▸ Your objective
Can you copy the records that follow, keeping every line unchanged?

BEGIN Data section

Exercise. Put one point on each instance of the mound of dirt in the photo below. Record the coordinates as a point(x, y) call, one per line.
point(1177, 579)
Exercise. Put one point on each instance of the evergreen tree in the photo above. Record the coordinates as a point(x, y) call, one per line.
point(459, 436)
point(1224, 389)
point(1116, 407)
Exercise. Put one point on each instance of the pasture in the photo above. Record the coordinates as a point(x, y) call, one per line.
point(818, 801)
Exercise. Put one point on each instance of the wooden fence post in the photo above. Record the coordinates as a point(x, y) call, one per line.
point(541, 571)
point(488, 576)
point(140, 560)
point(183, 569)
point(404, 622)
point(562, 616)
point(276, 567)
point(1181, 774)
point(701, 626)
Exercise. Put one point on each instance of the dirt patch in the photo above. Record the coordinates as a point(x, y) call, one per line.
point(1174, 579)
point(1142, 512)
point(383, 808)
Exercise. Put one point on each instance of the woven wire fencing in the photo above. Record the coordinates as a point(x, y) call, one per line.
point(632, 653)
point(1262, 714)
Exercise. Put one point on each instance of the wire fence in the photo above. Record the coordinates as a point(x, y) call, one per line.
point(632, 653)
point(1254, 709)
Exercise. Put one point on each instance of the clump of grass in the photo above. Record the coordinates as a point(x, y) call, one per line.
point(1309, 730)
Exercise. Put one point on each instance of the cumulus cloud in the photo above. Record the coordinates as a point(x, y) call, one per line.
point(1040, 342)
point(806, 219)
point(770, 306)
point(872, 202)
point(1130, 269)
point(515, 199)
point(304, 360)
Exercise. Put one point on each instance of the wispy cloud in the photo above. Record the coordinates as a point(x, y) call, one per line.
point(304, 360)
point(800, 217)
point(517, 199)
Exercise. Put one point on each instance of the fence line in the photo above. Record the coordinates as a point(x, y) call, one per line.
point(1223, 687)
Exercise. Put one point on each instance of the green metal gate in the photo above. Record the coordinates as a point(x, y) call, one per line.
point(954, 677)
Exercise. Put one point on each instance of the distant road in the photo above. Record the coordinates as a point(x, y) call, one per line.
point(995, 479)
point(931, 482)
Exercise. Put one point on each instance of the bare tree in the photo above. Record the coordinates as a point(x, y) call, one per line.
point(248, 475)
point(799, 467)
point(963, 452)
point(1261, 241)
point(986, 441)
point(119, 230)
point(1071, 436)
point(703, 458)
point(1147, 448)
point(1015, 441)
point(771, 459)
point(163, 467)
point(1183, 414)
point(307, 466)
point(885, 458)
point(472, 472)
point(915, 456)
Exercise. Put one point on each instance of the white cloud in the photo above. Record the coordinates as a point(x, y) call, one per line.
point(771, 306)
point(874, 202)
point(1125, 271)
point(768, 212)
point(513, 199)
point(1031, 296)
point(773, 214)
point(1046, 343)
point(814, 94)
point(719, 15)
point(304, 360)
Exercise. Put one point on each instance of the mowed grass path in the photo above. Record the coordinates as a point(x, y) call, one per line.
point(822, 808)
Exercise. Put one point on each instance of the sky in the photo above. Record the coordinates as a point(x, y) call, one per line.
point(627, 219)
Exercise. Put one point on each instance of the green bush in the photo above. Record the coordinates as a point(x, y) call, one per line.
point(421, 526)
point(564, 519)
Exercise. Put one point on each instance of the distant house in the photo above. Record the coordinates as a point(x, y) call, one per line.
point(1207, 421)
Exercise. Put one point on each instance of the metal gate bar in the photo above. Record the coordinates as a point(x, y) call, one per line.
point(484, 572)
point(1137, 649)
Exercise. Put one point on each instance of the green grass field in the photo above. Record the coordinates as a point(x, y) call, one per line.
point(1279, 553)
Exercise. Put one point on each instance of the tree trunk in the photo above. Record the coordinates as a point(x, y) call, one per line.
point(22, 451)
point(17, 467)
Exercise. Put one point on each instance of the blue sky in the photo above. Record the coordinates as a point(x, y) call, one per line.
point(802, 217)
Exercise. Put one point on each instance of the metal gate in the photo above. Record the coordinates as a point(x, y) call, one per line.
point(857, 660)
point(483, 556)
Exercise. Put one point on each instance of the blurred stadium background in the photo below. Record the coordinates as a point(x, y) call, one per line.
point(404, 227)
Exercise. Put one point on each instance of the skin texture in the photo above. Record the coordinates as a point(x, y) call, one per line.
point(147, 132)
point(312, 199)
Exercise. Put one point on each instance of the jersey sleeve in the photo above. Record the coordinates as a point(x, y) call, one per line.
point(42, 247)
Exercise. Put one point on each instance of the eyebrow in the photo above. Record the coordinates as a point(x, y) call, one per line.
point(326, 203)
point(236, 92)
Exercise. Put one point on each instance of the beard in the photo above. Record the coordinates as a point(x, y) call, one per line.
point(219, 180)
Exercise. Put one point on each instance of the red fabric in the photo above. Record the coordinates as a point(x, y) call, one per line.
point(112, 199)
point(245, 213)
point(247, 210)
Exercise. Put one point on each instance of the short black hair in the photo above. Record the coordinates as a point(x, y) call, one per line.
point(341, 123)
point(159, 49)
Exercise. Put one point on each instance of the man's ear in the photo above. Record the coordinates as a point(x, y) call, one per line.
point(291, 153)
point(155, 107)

END Data section

▸ Problem solution
Exercise. Put one point on each instance of the mound of dirt in the photo below. Record the coordinates as a point(x, y) call, one per line.
point(1177, 579)
Exercise. Put one point on each instance of the evergreen tree in the photo above. Record the coordinates as a point(x, y) call, one per line.
point(459, 436)
point(1224, 389)
point(1116, 407)
Exercise. Put one point on each instance of the pasture in the photo above. Record the coordinates as a point(x, y) call, one per line.
point(818, 801)
Exercise. Put one point on each instance of the wooden fence post in the photo above. Record the coordinates as a point(x, y) call, one per line.
point(541, 571)
point(488, 576)
point(140, 560)
point(183, 569)
point(404, 622)
point(562, 616)
point(276, 567)
point(1181, 774)
point(701, 626)
Exercise. Put one point on each instance of the dirt patch in the photo above. Record the coordinates as a point(x, y) call, one per line.
point(1174, 579)
point(1142, 512)
point(383, 808)
Exercise. Put one point on each instance of the woven wire fencing in the photo above. Record the coordinates as a point(x, y) call, one per line.
point(632, 653)
point(1262, 714)
Exercise. Put one point on each instance of the wire fence in the photo above. Record the coordinates as a point(x, y) call, one per line.
point(632, 653)
point(1254, 709)
Exercise. Put one point on each instance of the clump of grass in the photo above. Record the coordinates as a point(x, y) call, one per line.
point(1309, 730)
Exercise. Put one point on each instance of the cumulus cloud in the photo above. Record the coordinates as a point(x, y) call, one per line.
point(1040, 342)
point(806, 219)
point(770, 306)
point(872, 202)
point(1130, 269)
point(515, 199)
point(304, 360)
Exercise. Put one point on each instance of the wispy cloud in the photo above. Record the coordinates as a point(x, y) call, one per line.
point(304, 360)
point(800, 217)
point(517, 199)
Exercise. Put one point on each instance of the fence line in the photo above. Record the coordinates as a point(x, y) call, one per line.
point(1223, 687)
Exercise. Put one point on each instance of the green metal gate in the photo above. Record the coordinates as a point(x, y) call, one per line.
point(954, 677)
Exercise. Put one point on each instance of the distant road in the photo above. Record the coordinates as a point(x, y) call, one per line.
point(995, 479)
point(931, 482)
Exercise. Put one point on each instance of the bare tree in the photo above. Record the coordinates as a point(x, y) call, one per line.
point(248, 475)
point(799, 467)
point(963, 452)
point(1261, 241)
point(986, 441)
point(119, 230)
point(1071, 436)
point(703, 458)
point(1147, 448)
point(1015, 441)
point(771, 459)
point(163, 467)
point(1183, 414)
point(307, 466)
point(885, 458)
point(472, 472)
point(915, 456)
Exercise. Put one point on each instance of the white cloud in the photo above. Record the coordinates as a point(x, y) call, one per line.
point(771, 306)
point(874, 202)
point(1125, 271)
point(768, 212)
point(513, 199)
point(1031, 296)
point(773, 214)
point(1046, 343)
point(814, 94)
point(719, 15)
point(304, 360)
Exercise. Put one point on each instance of the mowed grass path in the photo above. Record the coordinates as a point(x, y) call, one per line.
point(822, 808)
Exercise. Put one point on each instance of the sky in the photo above. Record the coordinates as a point(x, y) call, one per line.
point(627, 219)
Exercise. Put one point on each instance of the green bush in the photo above. Record the coordinates as a point(x, y) call, one per line.
point(421, 526)
point(564, 519)
Exercise. Put one point on each instance of the distant house in the photo above. Record the coordinates as a point(x, y) call, one per line.
point(1207, 421)
Exercise. Put one point on each instance of the metal gate bar in the photo above. Record the coordinates as a point(x, y) call, one per line.
point(484, 572)
point(1137, 649)
Exercise. Put one point on each instance of the green grass field in the photo above. Record the coordinates as a point(x, y) call, one per line.
point(1279, 553)
Exercise. Put one point on each instance of the tree trunk in the photo above. Record the coordinates as a point(x, y) call, one per line.
point(22, 451)
point(17, 467)
Exercise. Put one point on each instance of the blue sky in the photo above. Record the coordinates as a point(x, y) call, one per line.
point(802, 217)
Exercise. Put one point on each instance of the metal gate in the photo above. Record the coordinates as a point(x, y) call, one per line.
point(857, 660)
point(483, 556)
Exercise. Put one point on each instance of the blurred stadium background in the photo below. Record the coordinates as a point(x, y) call, one per line.
point(404, 227)
Exercise. Put one point on each instance of the skin texture in the photo above. Record the coordinates as a point(x, y) call, one per line.
point(147, 132)
point(312, 199)
Exercise. Put one point on each instance of the jersey sleeve in the photo above. Record the coordinates as a point(x, y) call, one per line.
point(42, 247)
Exercise. Put one point on each instance of the eyebrow in the photo above. Record the coordinates as a point(x, y) call, one per line.
point(326, 203)
point(236, 92)
Exercise. Put one point on each instance of the beard in the photo above. Record the coordinates as a point(x, y) call, one per line.
point(219, 180)
Exercise. Put one point on each instance of the red fabric in the photo above. Record the coordinates as a point(x, y) call, one per line.
point(112, 199)
point(245, 213)
point(247, 210)
Exercise. Put one point on each instance of the short black hair in the photo above. Record the coordinates as a point(x, y) call, one per line.
point(341, 123)
point(159, 49)
Exercise. Put one point on each instance of the man's ear in the photo above. Record the coordinates as a point(x, y) call, one per line.
point(291, 153)
point(155, 107)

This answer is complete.